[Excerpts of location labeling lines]
-=-=-=-=-
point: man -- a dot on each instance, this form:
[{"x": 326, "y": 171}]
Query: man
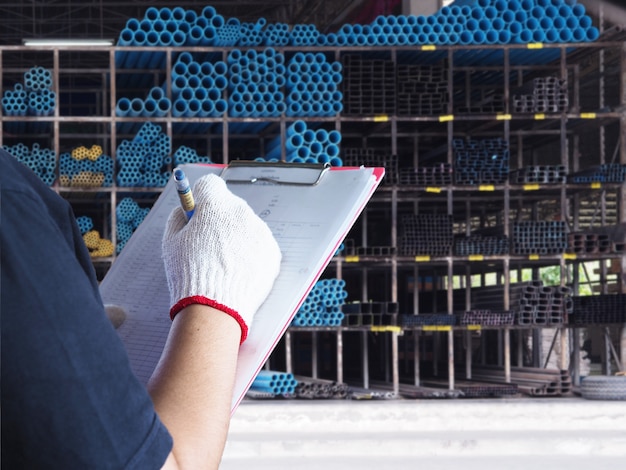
[{"x": 69, "y": 397}]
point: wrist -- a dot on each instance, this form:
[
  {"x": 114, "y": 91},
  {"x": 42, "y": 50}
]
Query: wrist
[{"x": 202, "y": 300}]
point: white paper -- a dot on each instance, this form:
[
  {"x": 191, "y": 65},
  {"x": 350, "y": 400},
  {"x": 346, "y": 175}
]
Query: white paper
[{"x": 308, "y": 222}]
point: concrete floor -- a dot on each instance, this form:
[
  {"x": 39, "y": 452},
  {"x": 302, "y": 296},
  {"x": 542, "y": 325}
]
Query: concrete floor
[{"x": 514, "y": 433}]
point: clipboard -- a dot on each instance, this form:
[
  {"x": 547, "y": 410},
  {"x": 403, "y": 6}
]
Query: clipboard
[{"x": 309, "y": 209}]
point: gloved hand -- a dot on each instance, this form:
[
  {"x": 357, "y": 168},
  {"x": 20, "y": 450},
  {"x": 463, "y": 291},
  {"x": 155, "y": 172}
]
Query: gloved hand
[{"x": 225, "y": 256}]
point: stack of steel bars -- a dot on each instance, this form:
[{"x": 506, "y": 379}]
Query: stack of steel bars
[
  {"x": 426, "y": 234},
  {"x": 370, "y": 313},
  {"x": 320, "y": 389},
  {"x": 599, "y": 309},
  {"x": 369, "y": 86},
  {"x": 542, "y": 95},
  {"x": 531, "y": 381},
  {"x": 436, "y": 175},
  {"x": 539, "y": 174},
  {"x": 422, "y": 90},
  {"x": 539, "y": 237}
]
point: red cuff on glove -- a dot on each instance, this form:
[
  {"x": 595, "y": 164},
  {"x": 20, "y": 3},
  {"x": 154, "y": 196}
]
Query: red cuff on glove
[{"x": 199, "y": 299}]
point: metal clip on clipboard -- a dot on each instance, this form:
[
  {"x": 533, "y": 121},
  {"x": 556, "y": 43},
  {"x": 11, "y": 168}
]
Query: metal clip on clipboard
[{"x": 296, "y": 174}]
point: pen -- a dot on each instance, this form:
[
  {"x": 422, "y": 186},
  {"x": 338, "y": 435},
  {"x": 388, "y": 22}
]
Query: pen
[{"x": 184, "y": 192}]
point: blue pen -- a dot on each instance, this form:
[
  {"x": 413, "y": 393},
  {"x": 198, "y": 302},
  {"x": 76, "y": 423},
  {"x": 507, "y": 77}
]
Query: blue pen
[{"x": 184, "y": 192}]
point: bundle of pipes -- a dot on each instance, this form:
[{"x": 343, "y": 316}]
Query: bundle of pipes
[
  {"x": 539, "y": 174},
  {"x": 369, "y": 86},
  {"x": 255, "y": 84},
  {"x": 462, "y": 22},
  {"x": 428, "y": 319},
  {"x": 34, "y": 98},
  {"x": 599, "y": 309},
  {"x": 313, "y": 85},
  {"x": 542, "y": 95},
  {"x": 426, "y": 234},
  {"x": 305, "y": 145},
  {"x": 486, "y": 318},
  {"x": 478, "y": 244},
  {"x": 320, "y": 389},
  {"x": 531, "y": 381},
  {"x": 41, "y": 161},
  {"x": 322, "y": 307},
  {"x": 475, "y": 22},
  {"x": 274, "y": 383},
  {"x": 605, "y": 173},
  {"x": 422, "y": 90},
  {"x": 186, "y": 154},
  {"x": 370, "y": 313},
  {"x": 143, "y": 161},
  {"x": 483, "y": 161},
  {"x": 539, "y": 237},
  {"x": 436, "y": 175},
  {"x": 129, "y": 215},
  {"x": 589, "y": 242},
  {"x": 98, "y": 247},
  {"x": 86, "y": 168}
]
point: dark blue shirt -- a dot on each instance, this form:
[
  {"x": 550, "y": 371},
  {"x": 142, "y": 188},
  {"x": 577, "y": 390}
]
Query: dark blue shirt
[{"x": 69, "y": 396}]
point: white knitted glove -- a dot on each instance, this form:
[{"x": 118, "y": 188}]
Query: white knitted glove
[{"x": 225, "y": 256}]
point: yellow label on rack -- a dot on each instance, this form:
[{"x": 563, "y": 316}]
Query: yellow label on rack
[
  {"x": 386, "y": 328},
  {"x": 437, "y": 328}
]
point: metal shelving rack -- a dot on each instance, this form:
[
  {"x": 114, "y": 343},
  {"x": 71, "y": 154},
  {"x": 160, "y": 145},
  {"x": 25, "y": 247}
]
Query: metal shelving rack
[{"x": 397, "y": 133}]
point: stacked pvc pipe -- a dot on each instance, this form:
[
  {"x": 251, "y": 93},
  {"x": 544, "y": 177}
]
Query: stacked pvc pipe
[
  {"x": 98, "y": 247},
  {"x": 197, "y": 89},
  {"x": 475, "y": 22},
  {"x": 186, "y": 154},
  {"x": 322, "y": 307},
  {"x": 15, "y": 102},
  {"x": 255, "y": 85},
  {"x": 41, "y": 161},
  {"x": 304, "y": 35},
  {"x": 251, "y": 34},
  {"x": 129, "y": 215},
  {"x": 156, "y": 104},
  {"x": 313, "y": 85},
  {"x": 34, "y": 97},
  {"x": 462, "y": 22},
  {"x": 143, "y": 160},
  {"x": 277, "y": 34},
  {"x": 426, "y": 234},
  {"x": 86, "y": 167},
  {"x": 303, "y": 145},
  {"x": 274, "y": 383}
]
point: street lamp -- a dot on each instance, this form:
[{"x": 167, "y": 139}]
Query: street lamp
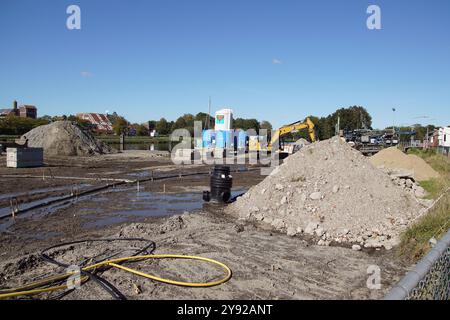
[{"x": 393, "y": 120}]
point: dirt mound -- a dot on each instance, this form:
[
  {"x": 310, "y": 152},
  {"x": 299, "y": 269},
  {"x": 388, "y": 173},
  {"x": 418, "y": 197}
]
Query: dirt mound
[
  {"x": 330, "y": 191},
  {"x": 394, "y": 159},
  {"x": 64, "y": 138}
]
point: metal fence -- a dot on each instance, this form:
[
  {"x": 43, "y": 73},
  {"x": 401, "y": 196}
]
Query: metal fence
[{"x": 430, "y": 279}]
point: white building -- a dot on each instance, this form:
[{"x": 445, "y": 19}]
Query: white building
[
  {"x": 444, "y": 137},
  {"x": 223, "y": 120}
]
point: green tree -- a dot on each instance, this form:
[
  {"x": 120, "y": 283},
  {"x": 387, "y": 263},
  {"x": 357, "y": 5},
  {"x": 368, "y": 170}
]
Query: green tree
[
  {"x": 265, "y": 125},
  {"x": 163, "y": 127}
]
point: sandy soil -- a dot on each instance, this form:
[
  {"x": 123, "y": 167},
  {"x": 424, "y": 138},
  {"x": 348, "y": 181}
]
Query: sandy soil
[{"x": 265, "y": 263}]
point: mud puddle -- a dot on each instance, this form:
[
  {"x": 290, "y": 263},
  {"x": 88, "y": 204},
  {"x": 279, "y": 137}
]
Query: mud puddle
[{"x": 142, "y": 205}]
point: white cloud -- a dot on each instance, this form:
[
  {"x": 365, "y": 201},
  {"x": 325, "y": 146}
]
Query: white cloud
[
  {"x": 86, "y": 74},
  {"x": 276, "y": 61}
]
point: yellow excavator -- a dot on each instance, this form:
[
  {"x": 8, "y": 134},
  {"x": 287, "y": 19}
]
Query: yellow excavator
[{"x": 255, "y": 145}]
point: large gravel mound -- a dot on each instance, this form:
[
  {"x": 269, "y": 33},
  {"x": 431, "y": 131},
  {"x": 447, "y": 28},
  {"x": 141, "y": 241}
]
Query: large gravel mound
[
  {"x": 64, "y": 138},
  {"x": 332, "y": 192},
  {"x": 394, "y": 159}
]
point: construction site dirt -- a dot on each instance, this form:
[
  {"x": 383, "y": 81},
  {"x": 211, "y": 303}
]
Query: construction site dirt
[{"x": 266, "y": 264}]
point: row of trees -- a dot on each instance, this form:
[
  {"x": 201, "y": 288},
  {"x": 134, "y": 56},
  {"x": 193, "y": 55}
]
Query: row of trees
[
  {"x": 186, "y": 121},
  {"x": 355, "y": 117}
]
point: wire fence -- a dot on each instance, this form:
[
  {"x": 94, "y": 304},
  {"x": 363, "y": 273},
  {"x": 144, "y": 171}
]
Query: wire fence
[{"x": 430, "y": 279}]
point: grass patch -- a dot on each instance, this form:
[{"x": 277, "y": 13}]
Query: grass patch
[
  {"x": 415, "y": 240},
  {"x": 434, "y": 187}
]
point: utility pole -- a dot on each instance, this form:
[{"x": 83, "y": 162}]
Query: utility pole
[
  {"x": 393, "y": 120},
  {"x": 208, "y": 118}
]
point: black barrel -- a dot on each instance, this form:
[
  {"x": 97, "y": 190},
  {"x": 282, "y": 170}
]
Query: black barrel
[{"x": 220, "y": 183}]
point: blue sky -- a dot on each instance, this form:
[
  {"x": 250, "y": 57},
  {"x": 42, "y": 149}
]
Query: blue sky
[{"x": 273, "y": 60}]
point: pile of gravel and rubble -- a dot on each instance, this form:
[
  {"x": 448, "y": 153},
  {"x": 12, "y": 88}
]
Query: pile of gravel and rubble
[
  {"x": 332, "y": 193},
  {"x": 65, "y": 138}
]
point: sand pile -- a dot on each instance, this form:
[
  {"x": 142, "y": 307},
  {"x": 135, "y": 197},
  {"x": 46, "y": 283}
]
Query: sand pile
[
  {"x": 394, "y": 159},
  {"x": 330, "y": 191},
  {"x": 64, "y": 138}
]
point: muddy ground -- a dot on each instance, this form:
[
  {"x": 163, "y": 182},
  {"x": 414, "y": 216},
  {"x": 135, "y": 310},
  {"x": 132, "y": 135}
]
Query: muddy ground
[{"x": 170, "y": 212}]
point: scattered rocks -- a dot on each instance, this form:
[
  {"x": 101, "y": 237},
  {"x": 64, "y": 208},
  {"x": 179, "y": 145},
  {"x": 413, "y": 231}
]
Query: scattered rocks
[{"x": 315, "y": 196}]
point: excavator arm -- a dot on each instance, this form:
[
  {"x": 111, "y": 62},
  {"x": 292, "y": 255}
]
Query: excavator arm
[{"x": 299, "y": 125}]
-=-=-=-=-
#### WHAT THE EXERCISE ASKS
Rename "excavator arm" to "backhoe arm" in the lines that begin with the one containing "point: scattered rocks" and run to the end. Return only those lines, with nothing else changed.

#### CORRECT ANSWER
point: scattered rocks -- a dot on each instance, this form:
[
  {"x": 101, "y": 237},
  {"x": 64, "y": 208},
  {"x": 179, "y": 145},
  {"x": 413, "y": 231}
]
Query: scattered rocks
[{"x": 315, "y": 196}]
point: backhoe arm -- a dot on each instance, this form:
[
  {"x": 111, "y": 62},
  {"x": 292, "y": 255}
]
Query: backhoe arm
[{"x": 299, "y": 125}]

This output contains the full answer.